=== Input data ===

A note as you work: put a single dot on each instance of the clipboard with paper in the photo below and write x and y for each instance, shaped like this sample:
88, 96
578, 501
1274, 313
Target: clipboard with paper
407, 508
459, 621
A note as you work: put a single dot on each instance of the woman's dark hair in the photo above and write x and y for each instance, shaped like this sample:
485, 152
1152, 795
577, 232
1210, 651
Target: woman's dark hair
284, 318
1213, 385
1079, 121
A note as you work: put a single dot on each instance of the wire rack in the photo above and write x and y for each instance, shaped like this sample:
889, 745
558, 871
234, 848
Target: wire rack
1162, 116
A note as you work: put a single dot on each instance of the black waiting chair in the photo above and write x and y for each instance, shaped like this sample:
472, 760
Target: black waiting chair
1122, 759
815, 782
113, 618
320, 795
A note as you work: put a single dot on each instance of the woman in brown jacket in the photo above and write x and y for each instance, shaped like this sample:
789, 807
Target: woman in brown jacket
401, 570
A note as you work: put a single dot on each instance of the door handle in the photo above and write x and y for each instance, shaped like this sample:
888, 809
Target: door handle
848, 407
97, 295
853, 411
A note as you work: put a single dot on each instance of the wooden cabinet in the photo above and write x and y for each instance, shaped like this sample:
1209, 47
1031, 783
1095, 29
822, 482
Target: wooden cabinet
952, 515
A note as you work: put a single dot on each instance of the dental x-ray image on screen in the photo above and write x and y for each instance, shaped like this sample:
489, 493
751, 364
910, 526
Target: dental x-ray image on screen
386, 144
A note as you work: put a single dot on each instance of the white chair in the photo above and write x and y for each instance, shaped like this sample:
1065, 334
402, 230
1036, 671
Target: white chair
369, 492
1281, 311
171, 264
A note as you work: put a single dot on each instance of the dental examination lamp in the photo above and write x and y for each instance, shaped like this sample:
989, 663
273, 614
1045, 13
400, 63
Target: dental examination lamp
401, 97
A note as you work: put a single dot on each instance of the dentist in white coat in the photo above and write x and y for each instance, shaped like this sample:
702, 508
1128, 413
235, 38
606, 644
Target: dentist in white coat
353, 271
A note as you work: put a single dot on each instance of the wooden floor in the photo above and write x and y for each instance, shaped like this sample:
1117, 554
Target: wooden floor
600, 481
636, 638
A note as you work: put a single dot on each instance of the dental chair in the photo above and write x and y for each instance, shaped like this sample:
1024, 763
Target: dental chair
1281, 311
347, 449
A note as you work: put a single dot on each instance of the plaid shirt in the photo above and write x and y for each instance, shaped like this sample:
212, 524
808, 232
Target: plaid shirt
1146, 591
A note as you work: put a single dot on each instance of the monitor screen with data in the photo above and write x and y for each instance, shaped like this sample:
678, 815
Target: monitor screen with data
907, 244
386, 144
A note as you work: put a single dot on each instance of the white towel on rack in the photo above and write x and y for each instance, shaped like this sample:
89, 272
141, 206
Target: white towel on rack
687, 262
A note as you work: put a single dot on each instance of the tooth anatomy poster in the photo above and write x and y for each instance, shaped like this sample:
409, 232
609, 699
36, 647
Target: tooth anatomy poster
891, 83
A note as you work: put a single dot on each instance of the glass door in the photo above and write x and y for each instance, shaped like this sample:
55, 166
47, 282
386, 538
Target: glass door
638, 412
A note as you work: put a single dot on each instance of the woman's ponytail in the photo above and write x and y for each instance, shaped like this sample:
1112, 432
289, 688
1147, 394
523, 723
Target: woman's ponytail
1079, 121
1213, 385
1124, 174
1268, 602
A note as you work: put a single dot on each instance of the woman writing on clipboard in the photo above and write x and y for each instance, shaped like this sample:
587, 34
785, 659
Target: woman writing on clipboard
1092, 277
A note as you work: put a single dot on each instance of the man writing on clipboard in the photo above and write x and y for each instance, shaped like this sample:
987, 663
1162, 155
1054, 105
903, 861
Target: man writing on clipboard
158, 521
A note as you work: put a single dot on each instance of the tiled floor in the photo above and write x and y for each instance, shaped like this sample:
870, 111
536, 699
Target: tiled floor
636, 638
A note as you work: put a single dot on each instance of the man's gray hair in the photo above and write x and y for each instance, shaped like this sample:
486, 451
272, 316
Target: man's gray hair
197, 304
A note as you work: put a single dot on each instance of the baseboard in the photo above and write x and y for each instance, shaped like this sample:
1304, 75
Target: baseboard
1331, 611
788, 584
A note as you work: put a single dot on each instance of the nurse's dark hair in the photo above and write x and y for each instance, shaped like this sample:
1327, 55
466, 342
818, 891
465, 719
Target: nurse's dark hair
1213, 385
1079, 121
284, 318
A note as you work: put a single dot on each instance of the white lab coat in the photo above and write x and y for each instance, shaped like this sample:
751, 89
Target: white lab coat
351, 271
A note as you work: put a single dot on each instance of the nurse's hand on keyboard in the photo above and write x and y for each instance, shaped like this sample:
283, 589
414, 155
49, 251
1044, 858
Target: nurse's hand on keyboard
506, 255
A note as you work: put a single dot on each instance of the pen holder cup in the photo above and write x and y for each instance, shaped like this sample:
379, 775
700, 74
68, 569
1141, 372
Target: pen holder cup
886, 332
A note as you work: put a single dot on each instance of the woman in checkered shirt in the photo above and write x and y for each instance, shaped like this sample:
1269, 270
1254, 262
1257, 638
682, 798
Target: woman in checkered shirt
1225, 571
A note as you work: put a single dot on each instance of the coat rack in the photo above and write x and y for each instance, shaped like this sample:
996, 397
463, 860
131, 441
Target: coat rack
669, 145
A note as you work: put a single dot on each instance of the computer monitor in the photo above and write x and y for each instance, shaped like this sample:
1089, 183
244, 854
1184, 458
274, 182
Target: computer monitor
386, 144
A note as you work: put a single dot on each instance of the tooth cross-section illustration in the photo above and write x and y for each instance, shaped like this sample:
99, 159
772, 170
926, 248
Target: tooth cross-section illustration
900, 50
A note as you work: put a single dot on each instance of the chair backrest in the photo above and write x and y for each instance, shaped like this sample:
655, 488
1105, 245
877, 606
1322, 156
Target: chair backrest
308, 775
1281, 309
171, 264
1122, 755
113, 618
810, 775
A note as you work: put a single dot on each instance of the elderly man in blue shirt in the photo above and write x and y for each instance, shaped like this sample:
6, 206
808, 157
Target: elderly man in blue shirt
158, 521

===

=== Your instructions ===
In full and without alteration, reproduce the records above.

=== Answer to this task ===
A note as you work: put a single dot on each instance of the clipboard with paper in the photo below and write x and y for each instance, shaped like this sample:
88, 96
578, 501
1274, 313
Target: clipboard with paper
407, 508
459, 621
A note as you work: put a single dot on each instance of the woman's dark hair in the photo above and write x and y for each instance, shaped like this sample:
485, 152
1152, 795
577, 232
1210, 651
Target: woman's dark hair
284, 318
1213, 385
1079, 121
A note as you work: put a single dot on each instance of the wire rack in the photo above and write x and y for each instance, shaped like this sample:
889, 745
558, 871
234, 848
Target: wire rack
1162, 116
A note as you work: put a single dot on each instance of the black waiting chair in the photo above and write x and y for each instance, shaped like this sample:
472, 760
Target: black waiting chair
1122, 759
815, 782
113, 618
320, 795
A note as you work: put a single dot on each instance of the woman in brown jacket in the photo above and write x and y for each instance, shaped like this sample:
789, 807
Target: woman in brown jacket
401, 570
A note as you work: put a single dot on each instance of the door handle in the photo above and write x and y for each instance, shaped like this sample:
888, 809
Target: door handle
848, 407
97, 295
853, 411
A note as you work: put a single dot on each instance of the wooden cabinet in the photo above and write x and y for each instance, shaped like this sample:
1209, 47
1031, 783
1095, 29
822, 482
Target: wooden cabinet
952, 515
A note as you work: put a single dot on each instance of the dental x-ray image on screen in the photo above and write x and y for each instance, shaped like this sample:
489, 493
751, 364
910, 526
Target: dental x-ray image on screen
386, 144
A note as you work: put a single dot on each instance of the white chair in the photo above and write x and y for each instance, shaped like this sample:
1065, 334
402, 230
1036, 671
Target: white chair
369, 492
1281, 311
171, 264
A note as you work: put a single dot on each instance of the dental examination lamp in the photo above and write x and y for each instance, shaped like this sample:
989, 663
273, 614
1045, 13
400, 63
Target: dental examination lamp
401, 97
A note as you work: put a single dot on each instance of the dentist in white coat in the photo above and write x and y for each instance, shaped like this sample:
702, 508
1128, 413
235, 38
606, 644
Target: dentist in white coat
353, 271
A note as you work: put a single dot on each instance of the wooden floor in the photo above and write x and y for each instance, shaped like this sample:
1117, 554
Target: wooden floor
600, 481
636, 638
A note as you work: put a single dot on each instance of the dental chair in the photo above and write x and y for each instance, shaped like this sample:
1024, 763
Target: dental chair
1281, 311
347, 449
A note as you work: put a single dot on each instance of the plaid shirt in the photo above and write x and y for each instance, shaped like this sample:
212, 524
808, 232
Target: plaid shirt
1146, 591
A note as you work: put a single dot on each instance of the monitor screen with data in the photo above and write x and y for each instance, shaped like this sample:
678, 815
Target: monitor screen with data
907, 244
386, 144
A note as you work: put a single dot on each instance of the white towel on rack in the photo above and write x and y for each instance, shaped like this sample:
89, 272
141, 206
Target: white towel on rack
687, 262
A note as you work: put a single dot on each instance of the tooth anatomy poster in the photo above and write x and y for each instance, shaped like this sample:
409, 232
609, 699
36, 647
Target: tooth anatomy poster
891, 83
A note as you work: put a single dot on each instance of the glass door in the photo above and write x and y for each instance, shaped like this sample:
55, 166
47, 282
386, 538
Target: glass door
638, 412
A note as you work: put a single dot on each instance of the woman's ponytail in the photo above and write x and y for each instance, shaped like this sample:
1112, 432
289, 688
1147, 394
523, 723
Target: woman's ponytail
1079, 121
1213, 385
1124, 174
1268, 602
A note as you work: put a single dot on each instance of the woman writing on clipboard in the photo above and write x and y for each instance, shaped like this sample:
587, 34
785, 659
Target: woman writing on clipboard
1092, 277
A note as you work: put a single dot on each instance of the man writing on clipboard in the photo above and write x and y for each instance, shaped like this sample:
987, 663
1162, 155
1054, 105
903, 861
Target: man writing on clipboard
158, 521
A note as you work: put a single dot on each instance of the tiled floor in the photo above and write x and y for each instance, shaped like this sample:
870, 111
536, 699
Target: tiled floor
636, 638
A note as you work: put a single dot on each instance of the man's gray hair in the photo above and write x and y for each instance, shaped like this sample:
486, 451
272, 316
Target: man's gray hair
197, 304
A note as you work: put a single dot on each instance of the baseboard in the photo above and write x and y for each instance, shaped like this sample:
1304, 75
Target: baseboard
1331, 611
788, 584
A note as you work: put a single dot on each instance of the nurse's dark hair in the photo above and write x and y for each instance, shaped like this sample:
1327, 55
466, 342
818, 891
465, 719
Target: nurse's dark hair
1213, 385
1079, 121
284, 318
A note as you work: put a single dot on each instance of the white lab coat in the photo above and write x and y for each instance, shaped like this sample:
751, 89
Target: white lab coat
351, 271
A note as you work: put a single dot on each instance of the nurse's hand on keyboard in the photo above and write x and y for each instance, shaped like this sample:
283, 589
414, 155
49, 251
1044, 858
Target: nurse's hand on keyboard
506, 255
A note as you work: put a single dot on each instance of the pen holder cup in the photo above and write x and y for each instance, shaped like this sample:
379, 775
700, 74
68, 569
1141, 372
Target: pen holder cup
886, 332
A note as you work: put a single dot on each instance of the woman in checkered shirt in the photo above and write x and y for each instance, shaped like this sample:
1269, 270
1254, 262
1257, 638
682, 798
Target: woman in checkered shirt
1225, 571
A note as you work: put a single dot on each instance of the coat rack in the photo above and write x and y for each instance, shaped like this sample:
996, 397
463, 860
131, 441
Target: coat rack
669, 145
A note as you work: put a single dot on each instance of the computer monitor in the photo above and write x and y for each instance, shaped like this sample:
1089, 183
244, 854
1184, 458
274, 182
Target: computer monitor
386, 144
A note as you work: put a single dot on each instance of the tooth cross-section illustration in the photo above and write x and y for each instance, shaped like this sample:
99, 159
772, 170
926, 248
Target: tooth cross-section illustration
900, 50
A note as you work: put a single dot on each instance of the chair backrest in the photo above and write x and y for each instance, shaped like this sample:
655, 488
1105, 245
877, 606
1322, 156
Target: chair backrest
308, 775
1281, 309
171, 264
1122, 755
113, 618
810, 775
A note as you work: put a single dot on each instance of the elderly man in blue shirt in the photo above and write x and y for each instance, shaped like this sample:
6, 206
808, 157
Target: elderly man in blue shirt
158, 521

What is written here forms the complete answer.